[Exercise requirements] Each entry is to be retyped exactly as it stands.

# # # # # # #

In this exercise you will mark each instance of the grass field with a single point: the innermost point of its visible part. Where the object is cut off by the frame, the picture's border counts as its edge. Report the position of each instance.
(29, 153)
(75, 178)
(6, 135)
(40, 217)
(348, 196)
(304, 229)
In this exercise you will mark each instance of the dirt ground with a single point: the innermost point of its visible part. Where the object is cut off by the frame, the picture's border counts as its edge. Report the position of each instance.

# # # # # # #

[Reply]
In this exercise you will mark each instance of the grass field with a single point: the innermost point of its visible part. Where the object is cut off by the frame, the picture's border counts as its edge. Report the position of each instance.
(29, 153)
(75, 178)
(6, 135)
(40, 217)
(348, 196)
(304, 229)
In this exercise you will mark each instance of the dirt ground with a single point: the innermost point of its visible part. Where the object is cut off by the frame, the picture's border counts as its edge. Report the position of each instance.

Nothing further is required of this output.